[TEXTE CHOISI]
---*---

A presque dix mois après l’annonce de la grâce présidentielle en faveur de certains prisonniers, sa mise en application suscite des interrogations. Qu’est-ce qui bloque ? Quelles sont les conséquences sur la vie des détenus. Quid des solutions ? Eclairage par Jean-Marie Nshimirimana, président de SPF « Ntabariza ».
« Ce sont des douleurs et lamentations, non seulement chez les prisonniers censés être bénéficiaires de cette grâce, mais aussi du côté de leurs familles », déplore Jean Marie Nshimirimana, représentant légal de l’association Solidarité avec les Prisonniers et leurs Familles, SPF/ Ntabariza. Ce défenseur des droits des prisonniers se dit préoccupé de la lenteur et du retard mis dans la mise en application de cette grâce accordée par feu président Pierre Nkurunziza. « C’est déplorable que les bénéficiaires de cette grâce présidentielle croupissent encore en prison ».

---*---

[INFORMATIONS]
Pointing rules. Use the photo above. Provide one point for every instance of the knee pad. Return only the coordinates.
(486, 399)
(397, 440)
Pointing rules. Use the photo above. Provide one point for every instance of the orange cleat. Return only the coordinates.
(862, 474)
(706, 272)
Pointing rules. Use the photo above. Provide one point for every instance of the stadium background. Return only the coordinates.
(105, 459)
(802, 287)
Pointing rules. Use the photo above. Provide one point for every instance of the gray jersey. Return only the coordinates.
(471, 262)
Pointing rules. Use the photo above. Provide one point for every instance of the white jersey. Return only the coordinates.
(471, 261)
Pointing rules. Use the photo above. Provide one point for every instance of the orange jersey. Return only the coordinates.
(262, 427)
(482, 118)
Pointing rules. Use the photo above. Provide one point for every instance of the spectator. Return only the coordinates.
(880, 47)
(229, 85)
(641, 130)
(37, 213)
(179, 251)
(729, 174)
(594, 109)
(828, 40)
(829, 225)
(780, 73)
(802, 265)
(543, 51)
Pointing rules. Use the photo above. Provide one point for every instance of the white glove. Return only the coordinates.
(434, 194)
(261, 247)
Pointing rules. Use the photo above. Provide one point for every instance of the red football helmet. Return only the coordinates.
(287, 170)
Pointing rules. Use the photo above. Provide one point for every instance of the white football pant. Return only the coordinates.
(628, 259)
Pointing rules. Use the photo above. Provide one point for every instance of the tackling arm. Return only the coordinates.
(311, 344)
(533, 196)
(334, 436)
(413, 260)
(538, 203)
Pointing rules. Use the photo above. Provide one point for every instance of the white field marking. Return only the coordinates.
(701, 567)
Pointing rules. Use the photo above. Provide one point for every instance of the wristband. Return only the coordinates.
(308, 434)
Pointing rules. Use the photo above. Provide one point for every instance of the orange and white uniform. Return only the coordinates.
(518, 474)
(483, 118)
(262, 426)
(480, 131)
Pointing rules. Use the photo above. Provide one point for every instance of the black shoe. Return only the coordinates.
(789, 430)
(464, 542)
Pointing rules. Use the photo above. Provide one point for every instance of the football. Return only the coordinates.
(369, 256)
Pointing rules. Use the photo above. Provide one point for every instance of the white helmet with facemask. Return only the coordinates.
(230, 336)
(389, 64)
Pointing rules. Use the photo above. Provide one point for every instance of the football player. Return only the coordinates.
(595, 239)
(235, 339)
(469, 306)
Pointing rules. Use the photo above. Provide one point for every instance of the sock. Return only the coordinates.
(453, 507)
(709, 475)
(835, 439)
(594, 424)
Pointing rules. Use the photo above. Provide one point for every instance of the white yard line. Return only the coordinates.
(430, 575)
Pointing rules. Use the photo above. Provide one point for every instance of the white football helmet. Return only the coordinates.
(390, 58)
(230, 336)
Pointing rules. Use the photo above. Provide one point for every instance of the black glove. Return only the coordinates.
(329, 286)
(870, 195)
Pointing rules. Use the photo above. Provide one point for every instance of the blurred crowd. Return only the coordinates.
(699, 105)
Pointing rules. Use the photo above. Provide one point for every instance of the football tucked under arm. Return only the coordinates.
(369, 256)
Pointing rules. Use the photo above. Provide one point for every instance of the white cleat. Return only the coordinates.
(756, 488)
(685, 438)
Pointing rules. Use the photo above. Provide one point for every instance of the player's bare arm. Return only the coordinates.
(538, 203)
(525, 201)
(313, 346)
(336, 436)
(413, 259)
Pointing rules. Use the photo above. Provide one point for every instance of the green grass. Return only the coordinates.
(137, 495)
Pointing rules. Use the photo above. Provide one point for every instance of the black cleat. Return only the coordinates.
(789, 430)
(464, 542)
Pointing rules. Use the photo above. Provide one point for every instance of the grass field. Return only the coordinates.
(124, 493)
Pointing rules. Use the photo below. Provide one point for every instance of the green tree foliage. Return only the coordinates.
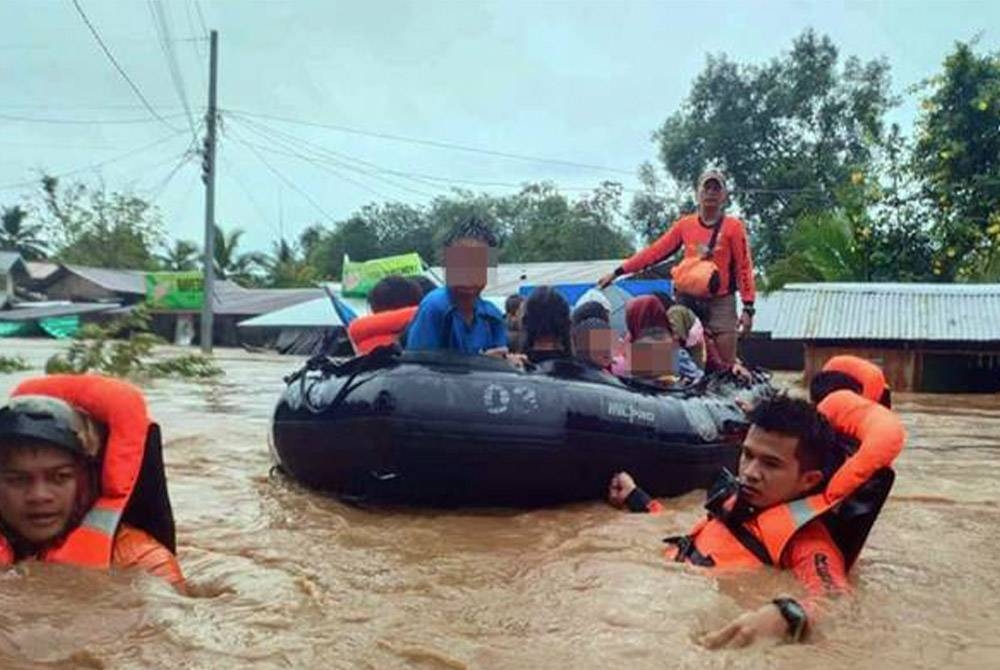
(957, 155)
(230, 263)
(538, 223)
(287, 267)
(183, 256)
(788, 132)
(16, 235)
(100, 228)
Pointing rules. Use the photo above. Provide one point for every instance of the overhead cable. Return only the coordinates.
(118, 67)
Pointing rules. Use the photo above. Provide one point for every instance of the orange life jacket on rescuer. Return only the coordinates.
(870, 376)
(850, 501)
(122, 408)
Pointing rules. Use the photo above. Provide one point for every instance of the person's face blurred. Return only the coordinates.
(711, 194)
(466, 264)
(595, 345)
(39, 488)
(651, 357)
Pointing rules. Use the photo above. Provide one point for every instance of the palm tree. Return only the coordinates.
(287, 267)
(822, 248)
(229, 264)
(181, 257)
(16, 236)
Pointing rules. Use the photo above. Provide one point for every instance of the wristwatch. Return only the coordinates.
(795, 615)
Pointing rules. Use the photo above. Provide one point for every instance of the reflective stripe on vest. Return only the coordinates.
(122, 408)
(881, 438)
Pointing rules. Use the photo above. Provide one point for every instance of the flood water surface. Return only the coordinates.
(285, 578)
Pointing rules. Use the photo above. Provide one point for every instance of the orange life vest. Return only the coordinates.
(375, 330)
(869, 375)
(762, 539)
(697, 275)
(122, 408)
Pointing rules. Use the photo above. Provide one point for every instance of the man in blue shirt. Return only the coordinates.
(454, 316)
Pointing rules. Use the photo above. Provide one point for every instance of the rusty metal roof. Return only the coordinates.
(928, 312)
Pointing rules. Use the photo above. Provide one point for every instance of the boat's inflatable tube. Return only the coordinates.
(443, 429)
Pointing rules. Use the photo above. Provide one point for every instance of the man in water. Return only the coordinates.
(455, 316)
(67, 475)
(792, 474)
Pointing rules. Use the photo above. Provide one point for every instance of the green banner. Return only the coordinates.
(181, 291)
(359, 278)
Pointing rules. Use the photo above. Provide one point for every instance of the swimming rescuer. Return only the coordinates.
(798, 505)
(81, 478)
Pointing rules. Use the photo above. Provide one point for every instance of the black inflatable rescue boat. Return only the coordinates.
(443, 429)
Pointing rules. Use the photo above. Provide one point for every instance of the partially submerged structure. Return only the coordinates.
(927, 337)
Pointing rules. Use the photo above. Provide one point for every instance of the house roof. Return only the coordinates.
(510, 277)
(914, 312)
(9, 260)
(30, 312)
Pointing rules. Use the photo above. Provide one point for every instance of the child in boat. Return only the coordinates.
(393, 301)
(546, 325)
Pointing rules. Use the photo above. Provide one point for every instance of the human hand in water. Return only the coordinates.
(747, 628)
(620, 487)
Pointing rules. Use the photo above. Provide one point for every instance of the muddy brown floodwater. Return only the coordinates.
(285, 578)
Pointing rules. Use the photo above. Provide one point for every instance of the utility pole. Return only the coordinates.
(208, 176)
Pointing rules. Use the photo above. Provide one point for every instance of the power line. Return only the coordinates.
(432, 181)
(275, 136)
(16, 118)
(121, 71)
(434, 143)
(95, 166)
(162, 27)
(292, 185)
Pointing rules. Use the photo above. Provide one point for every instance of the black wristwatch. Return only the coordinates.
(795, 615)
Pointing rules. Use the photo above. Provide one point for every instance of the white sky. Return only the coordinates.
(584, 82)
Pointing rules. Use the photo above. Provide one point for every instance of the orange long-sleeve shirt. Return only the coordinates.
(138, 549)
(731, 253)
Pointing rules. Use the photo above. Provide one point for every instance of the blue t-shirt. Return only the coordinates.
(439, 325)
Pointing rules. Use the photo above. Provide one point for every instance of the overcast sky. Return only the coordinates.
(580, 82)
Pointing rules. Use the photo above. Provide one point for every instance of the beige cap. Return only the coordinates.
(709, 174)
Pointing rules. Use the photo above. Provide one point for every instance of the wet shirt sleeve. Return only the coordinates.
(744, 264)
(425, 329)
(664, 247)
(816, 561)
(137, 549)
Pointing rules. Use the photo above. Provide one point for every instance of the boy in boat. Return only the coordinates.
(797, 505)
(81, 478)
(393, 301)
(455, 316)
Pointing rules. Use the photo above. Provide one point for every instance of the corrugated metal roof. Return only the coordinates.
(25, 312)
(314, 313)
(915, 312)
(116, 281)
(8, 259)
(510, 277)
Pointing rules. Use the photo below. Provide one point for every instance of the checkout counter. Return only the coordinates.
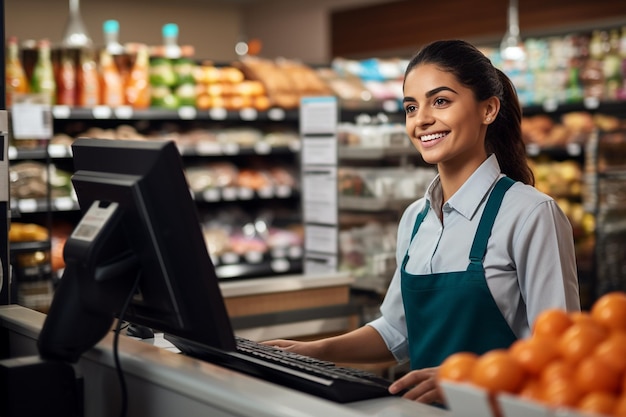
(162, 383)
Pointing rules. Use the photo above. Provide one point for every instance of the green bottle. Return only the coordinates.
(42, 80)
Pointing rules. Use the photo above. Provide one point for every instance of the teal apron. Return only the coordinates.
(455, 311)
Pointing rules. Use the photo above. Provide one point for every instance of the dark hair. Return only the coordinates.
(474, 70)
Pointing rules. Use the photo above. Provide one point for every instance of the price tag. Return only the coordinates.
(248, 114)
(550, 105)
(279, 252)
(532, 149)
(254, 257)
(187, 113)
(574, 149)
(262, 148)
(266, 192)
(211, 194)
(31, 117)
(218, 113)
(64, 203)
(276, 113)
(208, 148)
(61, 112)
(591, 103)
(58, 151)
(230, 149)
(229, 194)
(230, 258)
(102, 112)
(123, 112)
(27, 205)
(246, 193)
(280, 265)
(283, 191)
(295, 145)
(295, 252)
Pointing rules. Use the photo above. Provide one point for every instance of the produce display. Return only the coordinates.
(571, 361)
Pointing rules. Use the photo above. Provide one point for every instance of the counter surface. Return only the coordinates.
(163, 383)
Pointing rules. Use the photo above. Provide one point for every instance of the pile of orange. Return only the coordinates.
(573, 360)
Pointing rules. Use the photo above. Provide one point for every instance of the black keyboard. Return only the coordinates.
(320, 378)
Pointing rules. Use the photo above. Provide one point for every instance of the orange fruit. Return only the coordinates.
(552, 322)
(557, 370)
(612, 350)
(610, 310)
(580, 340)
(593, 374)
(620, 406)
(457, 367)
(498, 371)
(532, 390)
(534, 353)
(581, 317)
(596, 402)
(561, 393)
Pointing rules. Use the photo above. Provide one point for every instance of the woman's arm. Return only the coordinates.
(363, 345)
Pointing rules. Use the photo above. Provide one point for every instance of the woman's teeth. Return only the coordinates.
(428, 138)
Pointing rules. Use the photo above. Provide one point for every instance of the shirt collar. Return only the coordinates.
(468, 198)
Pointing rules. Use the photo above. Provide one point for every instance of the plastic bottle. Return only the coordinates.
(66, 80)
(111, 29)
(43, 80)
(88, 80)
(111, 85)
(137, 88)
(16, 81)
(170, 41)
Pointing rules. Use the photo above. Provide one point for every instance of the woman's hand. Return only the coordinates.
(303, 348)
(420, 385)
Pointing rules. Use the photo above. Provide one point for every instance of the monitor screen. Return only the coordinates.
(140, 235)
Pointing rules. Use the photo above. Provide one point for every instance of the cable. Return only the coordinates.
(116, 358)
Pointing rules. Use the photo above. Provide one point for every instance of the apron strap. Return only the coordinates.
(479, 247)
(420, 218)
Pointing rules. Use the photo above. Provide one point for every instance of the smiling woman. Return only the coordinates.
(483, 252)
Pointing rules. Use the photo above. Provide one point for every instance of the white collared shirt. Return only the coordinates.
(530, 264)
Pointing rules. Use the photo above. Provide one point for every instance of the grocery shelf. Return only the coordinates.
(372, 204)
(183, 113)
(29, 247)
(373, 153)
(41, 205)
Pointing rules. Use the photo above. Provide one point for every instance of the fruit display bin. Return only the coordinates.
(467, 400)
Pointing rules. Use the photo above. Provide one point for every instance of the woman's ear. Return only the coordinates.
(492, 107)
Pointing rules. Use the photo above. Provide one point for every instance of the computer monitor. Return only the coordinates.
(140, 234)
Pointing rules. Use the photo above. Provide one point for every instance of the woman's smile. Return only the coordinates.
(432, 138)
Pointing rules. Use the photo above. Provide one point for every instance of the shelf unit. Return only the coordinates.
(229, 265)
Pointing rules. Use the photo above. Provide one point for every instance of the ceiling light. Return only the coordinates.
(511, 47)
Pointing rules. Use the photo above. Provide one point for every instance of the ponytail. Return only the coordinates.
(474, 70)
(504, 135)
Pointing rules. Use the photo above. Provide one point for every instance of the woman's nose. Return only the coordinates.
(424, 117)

---*---

[CONSIGNE]
Répondez s'il vous plaît aux questions suivantes sur le texte consacré à la grâce présidentielle :
1. Combien de temps s'est écoulé depuis l'annonce de la grâce ?
2. Quel est le nom complet de l'association dont Jean-Marie Nshimirimana est le représentant légal ?
3. Qui a accordé cette grâce ?

[RÉPONSE]
1. Presque dix mois.
2. Solidarité avec les Prisonniers et leurs Familles (SPF/Ntabariza).
3. Feu le président Pierre Nkurunziza.